# EXCERPT TO READ
— START —

2015-08-18 Thread Cory Fields via bitcoin-dev
Pull request submitted: https://github.com/bitcoin/bitcoin/pull/6571

Regards,
Cory

On Tue, Aug 18, 2015 at 1:25 PM, Cory Fields  wrote:
> See responses inline.
>
> On Tue, Aug 18, 2015 at 6:31 AM, Tamas Blummer  wrote:
>> Thanks a lot Cory for following through the test case and producing a patch.
>>
>> I confirm that libconsensus is now running stable within the Bits of Proof
>> stack,
>> in-line with test cases we use to verify the java implementation of the
>> script engine,
>> that are BTW borrowed from Bitcoin Core.
>>
>> The performance of libconsensus is surprisingly close to the java one.
>> Validating a 2-of-2 a multi-sig  transaction runs at 1021 ops/sec with java
>> and 1135 ops/sec
>> in libconsensus. This is on a 2.2GH i7 laptop (4 hyper threading cores used
>> by 8 threads).
>> Another nice demonstration why one should not trade in advances
>> of languages for the last decades for a marginal gain of performance with
>> C/C++,
>> I assume thereby that Bouncy Castle’ EC lib s not superior to OpenSSL's.
>
> A few points there. First, Core is switching to libsecp256k1 for
> several reasons, and one of them is speed. I seem to recall it being
> up to 8x faster than OpenSSL.
>
> Also, it can depend heavily on compiler switches and optimization
> levels. For example, In playing with my test-case for hitting the
> OpenSSL race issue, I managed to get a ~100% speedup by simply using
> -O3 and lto.

— END —

# JOB
In the libconsensus thread, what rate did libconsensus reach when validating a 2-of-2 multi-sig transaction?

# GIVEN ENTRIES
— START —

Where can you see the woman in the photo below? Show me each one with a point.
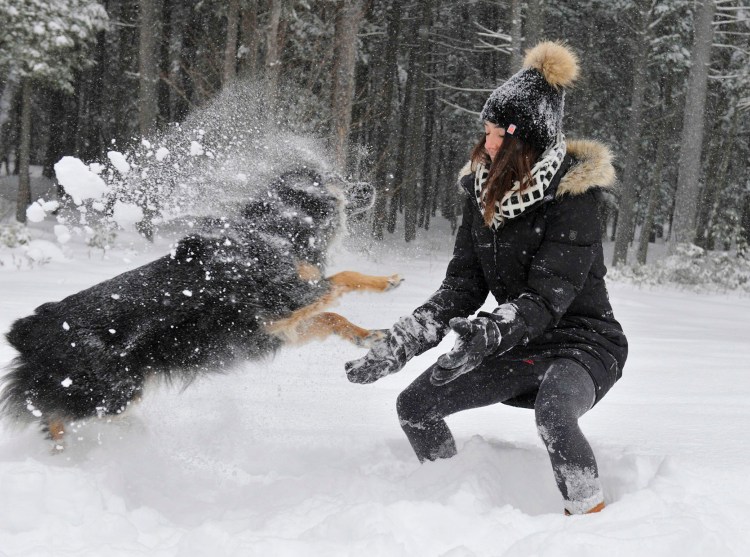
(531, 235)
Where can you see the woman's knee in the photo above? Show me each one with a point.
(566, 393)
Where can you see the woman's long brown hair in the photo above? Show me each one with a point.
(512, 164)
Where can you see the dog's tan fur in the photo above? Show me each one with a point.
(311, 322)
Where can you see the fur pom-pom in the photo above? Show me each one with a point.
(556, 62)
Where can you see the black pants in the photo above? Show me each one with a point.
(565, 391)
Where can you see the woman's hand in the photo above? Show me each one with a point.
(389, 354)
(477, 339)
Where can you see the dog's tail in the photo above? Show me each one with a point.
(17, 383)
(15, 402)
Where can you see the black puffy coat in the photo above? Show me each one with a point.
(548, 263)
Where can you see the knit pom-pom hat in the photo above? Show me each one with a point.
(530, 104)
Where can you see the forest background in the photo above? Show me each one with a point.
(394, 89)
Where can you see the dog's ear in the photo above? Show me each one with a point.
(256, 210)
(190, 247)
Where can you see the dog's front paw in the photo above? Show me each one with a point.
(374, 336)
(394, 281)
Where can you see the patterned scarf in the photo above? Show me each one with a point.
(515, 202)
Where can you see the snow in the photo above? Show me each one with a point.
(196, 149)
(126, 214)
(162, 153)
(119, 161)
(79, 181)
(285, 457)
(35, 212)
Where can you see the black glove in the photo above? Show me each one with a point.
(387, 355)
(477, 339)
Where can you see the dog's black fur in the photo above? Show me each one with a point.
(196, 310)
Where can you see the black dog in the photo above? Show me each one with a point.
(236, 289)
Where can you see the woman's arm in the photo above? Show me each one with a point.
(464, 288)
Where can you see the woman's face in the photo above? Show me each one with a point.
(493, 138)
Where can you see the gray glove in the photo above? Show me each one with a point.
(388, 355)
(477, 339)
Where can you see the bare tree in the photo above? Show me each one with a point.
(273, 57)
(381, 133)
(626, 207)
(230, 50)
(516, 34)
(148, 64)
(689, 164)
(533, 28)
(348, 18)
(249, 38)
(24, 181)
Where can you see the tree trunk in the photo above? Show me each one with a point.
(56, 109)
(712, 196)
(348, 18)
(148, 65)
(626, 209)
(382, 116)
(24, 181)
(655, 189)
(413, 178)
(516, 35)
(533, 28)
(691, 146)
(653, 200)
(273, 60)
(249, 38)
(230, 50)
(6, 99)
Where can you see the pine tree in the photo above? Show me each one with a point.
(45, 42)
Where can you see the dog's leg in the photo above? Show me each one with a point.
(308, 271)
(55, 429)
(324, 324)
(350, 281)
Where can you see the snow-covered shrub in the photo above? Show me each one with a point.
(101, 238)
(13, 235)
(691, 267)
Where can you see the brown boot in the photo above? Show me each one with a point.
(592, 510)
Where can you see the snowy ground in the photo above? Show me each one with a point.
(286, 457)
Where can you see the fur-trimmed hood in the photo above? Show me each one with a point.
(591, 168)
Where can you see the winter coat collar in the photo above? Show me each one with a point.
(591, 168)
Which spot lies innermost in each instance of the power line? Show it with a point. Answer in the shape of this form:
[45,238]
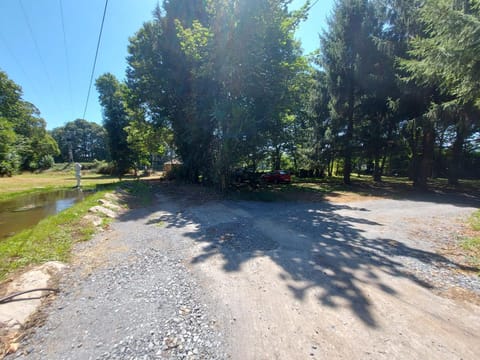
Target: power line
[37,48]
[66,56]
[17,61]
[95,60]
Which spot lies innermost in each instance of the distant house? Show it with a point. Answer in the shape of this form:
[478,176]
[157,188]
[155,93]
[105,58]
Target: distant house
[169,165]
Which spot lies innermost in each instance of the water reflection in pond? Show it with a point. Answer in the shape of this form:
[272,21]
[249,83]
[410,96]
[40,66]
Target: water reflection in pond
[26,211]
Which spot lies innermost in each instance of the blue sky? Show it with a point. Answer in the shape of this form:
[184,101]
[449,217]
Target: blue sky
[55,77]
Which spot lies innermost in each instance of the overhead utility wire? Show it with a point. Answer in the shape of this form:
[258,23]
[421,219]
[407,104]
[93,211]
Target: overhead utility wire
[95,60]
[37,48]
[66,56]
[18,63]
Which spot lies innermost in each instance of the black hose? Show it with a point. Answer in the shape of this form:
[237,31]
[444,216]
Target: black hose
[11,297]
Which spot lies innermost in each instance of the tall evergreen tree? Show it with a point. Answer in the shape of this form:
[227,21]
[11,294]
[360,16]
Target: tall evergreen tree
[115,120]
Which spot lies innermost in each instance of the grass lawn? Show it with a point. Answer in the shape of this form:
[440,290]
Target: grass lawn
[53,237]
[472,243]
[49,180]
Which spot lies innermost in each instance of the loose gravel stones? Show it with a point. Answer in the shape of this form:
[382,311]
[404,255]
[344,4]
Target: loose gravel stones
[149,307]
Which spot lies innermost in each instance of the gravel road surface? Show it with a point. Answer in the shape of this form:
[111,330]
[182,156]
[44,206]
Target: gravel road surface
[212,279]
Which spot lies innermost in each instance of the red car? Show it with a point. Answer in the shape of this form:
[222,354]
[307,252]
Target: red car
[277,176]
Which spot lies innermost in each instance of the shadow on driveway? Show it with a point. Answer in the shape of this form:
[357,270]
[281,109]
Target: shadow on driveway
[315,246]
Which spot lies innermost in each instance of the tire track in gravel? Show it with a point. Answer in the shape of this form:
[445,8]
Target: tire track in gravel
[197,279]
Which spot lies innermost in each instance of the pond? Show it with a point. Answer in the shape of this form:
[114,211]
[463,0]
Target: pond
[26,211]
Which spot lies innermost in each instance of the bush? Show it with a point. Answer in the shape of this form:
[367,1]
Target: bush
[105,168]
[6,169]
[45,162]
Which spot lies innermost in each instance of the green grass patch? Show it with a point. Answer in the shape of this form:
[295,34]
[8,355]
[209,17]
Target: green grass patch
[141,190]
[475,221]
[51,239]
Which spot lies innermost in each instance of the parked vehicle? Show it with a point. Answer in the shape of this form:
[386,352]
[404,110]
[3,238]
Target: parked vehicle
[277,176]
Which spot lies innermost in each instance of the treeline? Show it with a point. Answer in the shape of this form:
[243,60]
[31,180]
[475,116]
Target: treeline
[24,141]
[393,89]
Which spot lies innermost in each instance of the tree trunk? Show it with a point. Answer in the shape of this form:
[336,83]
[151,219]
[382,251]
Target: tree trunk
[457,154]
[424,169]
[347,166]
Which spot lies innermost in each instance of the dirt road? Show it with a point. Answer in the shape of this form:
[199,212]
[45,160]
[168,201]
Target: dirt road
[368,279]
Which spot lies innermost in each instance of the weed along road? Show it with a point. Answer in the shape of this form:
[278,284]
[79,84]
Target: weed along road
[197,278]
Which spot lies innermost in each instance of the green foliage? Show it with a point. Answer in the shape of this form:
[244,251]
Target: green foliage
[112,96]
[50,239]
[81,141]
[223,77]
[24,141]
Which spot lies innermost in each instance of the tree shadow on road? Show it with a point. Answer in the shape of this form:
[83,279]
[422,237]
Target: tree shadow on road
[318,246]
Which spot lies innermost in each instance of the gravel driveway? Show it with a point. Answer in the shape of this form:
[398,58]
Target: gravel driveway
[193,279]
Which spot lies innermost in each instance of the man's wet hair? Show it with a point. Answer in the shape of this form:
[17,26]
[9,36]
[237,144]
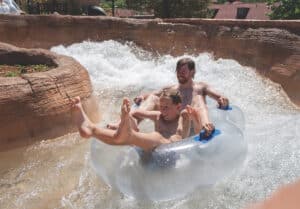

— END —

# ANSWER TO THE TASK
1135 ops/sec